Excerpts of labeled region data
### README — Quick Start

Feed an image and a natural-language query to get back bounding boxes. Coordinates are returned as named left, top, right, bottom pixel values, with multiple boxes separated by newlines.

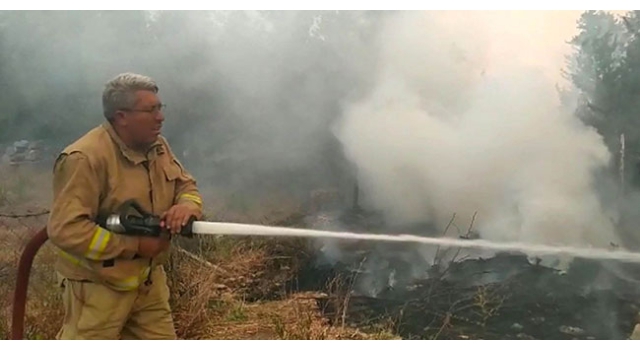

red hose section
left=11, top=226, right=49, bottom=340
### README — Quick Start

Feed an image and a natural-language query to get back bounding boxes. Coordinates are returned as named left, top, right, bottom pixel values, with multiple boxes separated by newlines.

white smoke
left=335, top=12, right=617, bottom=252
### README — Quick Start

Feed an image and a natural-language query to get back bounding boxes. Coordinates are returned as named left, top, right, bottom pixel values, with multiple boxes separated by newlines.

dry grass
left=0, top=168, right=394, bottom=339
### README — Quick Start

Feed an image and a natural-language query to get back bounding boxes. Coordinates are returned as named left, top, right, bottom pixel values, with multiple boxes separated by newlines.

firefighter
left=47, top=73, right=202, bottom=339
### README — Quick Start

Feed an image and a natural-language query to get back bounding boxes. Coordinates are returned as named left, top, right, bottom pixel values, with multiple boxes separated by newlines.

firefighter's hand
left=160, top=203, right=199, bottom=235
left=138, top=237, right=169, bottom=258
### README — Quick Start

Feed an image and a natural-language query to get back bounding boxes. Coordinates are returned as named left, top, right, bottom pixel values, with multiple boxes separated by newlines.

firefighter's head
left=102, top=73, right=164, bottom=149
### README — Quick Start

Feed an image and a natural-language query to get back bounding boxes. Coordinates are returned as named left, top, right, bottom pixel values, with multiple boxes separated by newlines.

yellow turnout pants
left=56, top=266, right=176, bottom=340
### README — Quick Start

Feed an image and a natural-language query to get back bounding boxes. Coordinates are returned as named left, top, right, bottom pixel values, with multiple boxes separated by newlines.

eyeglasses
left=120, top=103, right=167, bottom=114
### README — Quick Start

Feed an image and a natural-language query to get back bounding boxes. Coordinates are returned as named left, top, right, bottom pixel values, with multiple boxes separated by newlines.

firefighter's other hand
left=138, top=237, right=169, bottom=258
left=160, top=204, right=198, bottom=235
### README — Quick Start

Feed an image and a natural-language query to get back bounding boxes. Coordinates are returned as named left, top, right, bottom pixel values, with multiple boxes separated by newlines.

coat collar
left=102, top=121, right=164, bottom=165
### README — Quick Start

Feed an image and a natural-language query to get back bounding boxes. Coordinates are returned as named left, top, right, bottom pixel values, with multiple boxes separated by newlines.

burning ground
left=0, top=164, right=640, bottom=339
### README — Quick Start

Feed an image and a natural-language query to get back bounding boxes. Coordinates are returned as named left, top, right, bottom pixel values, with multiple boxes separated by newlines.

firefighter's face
left=120, top=91, right=164, bottom=147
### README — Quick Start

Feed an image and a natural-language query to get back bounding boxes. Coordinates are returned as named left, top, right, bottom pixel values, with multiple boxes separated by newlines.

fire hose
left=11, top=200, right=640, bottom=339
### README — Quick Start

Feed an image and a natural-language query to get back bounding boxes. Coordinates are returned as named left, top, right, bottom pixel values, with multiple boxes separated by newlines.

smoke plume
left=335, top=12, right=617, bottom=252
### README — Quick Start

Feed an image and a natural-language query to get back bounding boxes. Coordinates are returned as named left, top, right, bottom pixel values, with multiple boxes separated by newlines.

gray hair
left=102, top=73, right=158, bottom=121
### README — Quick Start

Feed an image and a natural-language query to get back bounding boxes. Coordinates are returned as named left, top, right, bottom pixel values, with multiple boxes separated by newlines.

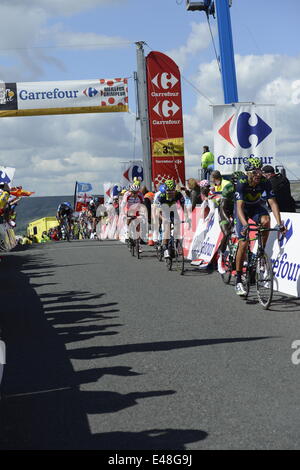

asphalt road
left=0, top=240, right=300, bottom=450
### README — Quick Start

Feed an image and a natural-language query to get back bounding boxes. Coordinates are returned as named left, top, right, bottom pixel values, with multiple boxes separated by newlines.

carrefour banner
left=266, top=212, right=300, bottom=297
left=120, top=160, right=144, bottom=188
left=213, top=103, right=276, bottom=174
left=0, top=166, right=16, bottom=186
left=0, top=78, right=128, bottom=117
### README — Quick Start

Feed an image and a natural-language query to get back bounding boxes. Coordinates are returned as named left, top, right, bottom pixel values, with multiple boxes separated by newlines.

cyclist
left=122, top=182, right=144, bottom=246
left=151, top=183, right=166, bottom=243
left=157, top=179, right=185, bottom=258
left=213, top=171, right=246, bottom=274
left=56, top=202, right=73, bottom=232
left=234, top=157, right=286, bottom=295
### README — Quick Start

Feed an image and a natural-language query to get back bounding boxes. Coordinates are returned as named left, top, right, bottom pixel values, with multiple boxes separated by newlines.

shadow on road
left=70, top=336, right=272, bottom=359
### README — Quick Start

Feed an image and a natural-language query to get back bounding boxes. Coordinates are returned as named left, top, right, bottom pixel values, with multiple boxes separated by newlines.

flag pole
left=74, top=181, right=77, bottom=212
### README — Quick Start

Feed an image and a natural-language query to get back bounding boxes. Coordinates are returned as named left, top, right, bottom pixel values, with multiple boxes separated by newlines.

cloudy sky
left=0, top=0, right=300, bottom=196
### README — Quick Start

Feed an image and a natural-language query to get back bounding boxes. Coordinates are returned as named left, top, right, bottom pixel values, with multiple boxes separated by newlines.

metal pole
left=136, top=41, right=152, bottom=191
left=215, top=0, right=239, bottom=104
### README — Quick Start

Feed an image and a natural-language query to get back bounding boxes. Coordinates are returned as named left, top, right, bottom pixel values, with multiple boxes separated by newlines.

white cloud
left=184, top=55, right=300, bottom=180
left=167, top=23, right=216, bottom=69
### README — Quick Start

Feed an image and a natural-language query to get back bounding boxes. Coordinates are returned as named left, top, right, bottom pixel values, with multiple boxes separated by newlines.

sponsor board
left=213, top=103, right=276, bottom=174
left=0, top=78, right=128, bottom=117
left=120, top=160, right=144, bottom=188
left=187, top=208, right=223, bottom=265
left=0, top=166, right=16, bottom=187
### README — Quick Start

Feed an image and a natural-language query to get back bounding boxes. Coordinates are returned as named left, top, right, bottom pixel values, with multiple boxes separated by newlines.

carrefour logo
left=153, top=100, right=180, bottom=117
left=218, top=112, right=272, bottom=149
left=151, top=72, right=178, bottom=90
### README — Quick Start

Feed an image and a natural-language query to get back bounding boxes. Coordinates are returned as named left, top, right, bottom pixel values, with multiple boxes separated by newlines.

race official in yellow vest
left=201, top=145, right=215, bottom=179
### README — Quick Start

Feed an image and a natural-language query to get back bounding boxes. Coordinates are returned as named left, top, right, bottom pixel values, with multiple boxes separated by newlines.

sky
left=0, top=0, right=300, bottom=196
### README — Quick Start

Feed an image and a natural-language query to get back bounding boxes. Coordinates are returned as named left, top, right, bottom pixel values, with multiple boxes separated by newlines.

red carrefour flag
left=146, top=51, right=185, bottom=186
left=10, top=186, right=34, bottom=197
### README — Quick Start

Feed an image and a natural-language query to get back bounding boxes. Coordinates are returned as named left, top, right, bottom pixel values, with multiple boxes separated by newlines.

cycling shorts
left=234, top=204, right=269, bottom=240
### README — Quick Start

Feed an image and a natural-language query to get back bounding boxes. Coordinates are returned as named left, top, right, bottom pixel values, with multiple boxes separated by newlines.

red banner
left=146, top=52, right=185, bottom=187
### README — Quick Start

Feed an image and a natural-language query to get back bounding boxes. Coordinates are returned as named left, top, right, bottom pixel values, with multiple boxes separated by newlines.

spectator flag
left=0, top=166, right=16, bottom=186
left=10, top=186, right=34, bottom=197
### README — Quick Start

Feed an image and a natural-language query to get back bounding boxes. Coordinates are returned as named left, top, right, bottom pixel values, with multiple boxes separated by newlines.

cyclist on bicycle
left=156, top=179, right=185, bottom=258
left=56, top=202, right=73, bottom=231
left=151, top=183, right=166, bottom=243
left=234, top=157, right=285, bottom=295
left=121, top=182, right=144, bottom=244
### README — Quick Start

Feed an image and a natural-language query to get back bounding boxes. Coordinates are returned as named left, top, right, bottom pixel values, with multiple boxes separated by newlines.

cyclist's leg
left=251, top=206, right=271, bottom=247
left=234, top=210, right=248, bottom=295
left=161, top=218, right=170, bottom=258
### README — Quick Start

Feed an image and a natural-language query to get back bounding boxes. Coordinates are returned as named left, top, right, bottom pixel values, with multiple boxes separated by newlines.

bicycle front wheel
left=255, top=253, right=273, bottom=310
left=222, top=251, right=232, bottom=284
left=135, top=238, right=142, bottom=259
left=175, top=240, right=184, bottom=275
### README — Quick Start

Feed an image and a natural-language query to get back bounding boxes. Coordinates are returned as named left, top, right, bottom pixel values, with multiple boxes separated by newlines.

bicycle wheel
left=155, top=243, right=164, bottom=261
left=174, top=240, right=184, bottom=275
left=135, top=238, right=142, bottom=259
left=130, top=239, right=135, bottom=256
left=221, top=251, right=232, bottom=284
left=256, top=253, right=273, bottom=310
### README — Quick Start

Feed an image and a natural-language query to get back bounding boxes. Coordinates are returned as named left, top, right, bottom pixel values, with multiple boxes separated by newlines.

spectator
left=262, top=165, right=296, bottom=212
left=201, top=145, right=215, bottom=180
left=185, top=178, right=202, bottom=211
left=211, top=170, right=231, bottom=196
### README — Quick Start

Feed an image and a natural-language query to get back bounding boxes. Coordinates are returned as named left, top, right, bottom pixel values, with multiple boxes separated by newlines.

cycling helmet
left=231, top=171, right=245, bottom=184
left=244, top=157, right=262, bottom=171
left=129, top=183, right=140, bottom=192
left=133, top=176, right=141, bottom=186
left=112, top=184, right=121, bottom=197
left=165, top=180, right=176, bottom=191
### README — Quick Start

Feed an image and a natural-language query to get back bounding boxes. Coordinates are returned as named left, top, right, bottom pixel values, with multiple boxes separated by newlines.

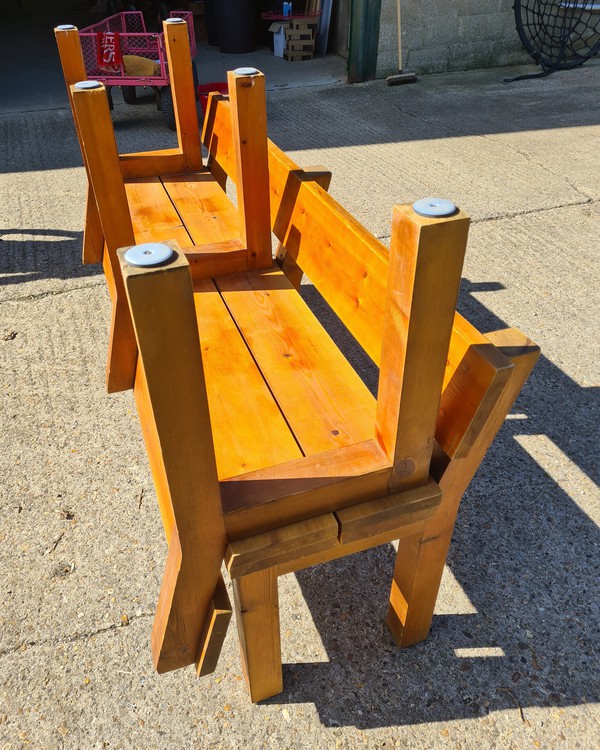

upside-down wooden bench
left=56, top=23, right=539, bottom=701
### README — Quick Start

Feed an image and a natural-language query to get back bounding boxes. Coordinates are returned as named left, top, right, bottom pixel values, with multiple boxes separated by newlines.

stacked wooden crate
left=283, top=16, right=319, bottom=62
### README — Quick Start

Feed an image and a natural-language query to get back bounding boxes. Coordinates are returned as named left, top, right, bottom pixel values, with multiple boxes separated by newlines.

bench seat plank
left=215, top=268, right=376, bottom=463
left=161, top=171, right=241, bottom=245
left=194, top=280, right=302, bottom=479
left=125, top=177, right=192, bottom=247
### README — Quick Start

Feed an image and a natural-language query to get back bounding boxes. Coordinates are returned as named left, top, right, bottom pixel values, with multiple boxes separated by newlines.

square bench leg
left=386, top=328, right=540, bottom=647
left=233, top=568, right=283, bottom=703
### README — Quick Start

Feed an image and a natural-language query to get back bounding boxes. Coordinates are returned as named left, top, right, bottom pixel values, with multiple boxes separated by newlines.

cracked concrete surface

**Exercise instructions:** Pick out each line of the data that contains the word "hand", and copy those lines.

**Written reply:**
firefighter's hand
firefighter's other hand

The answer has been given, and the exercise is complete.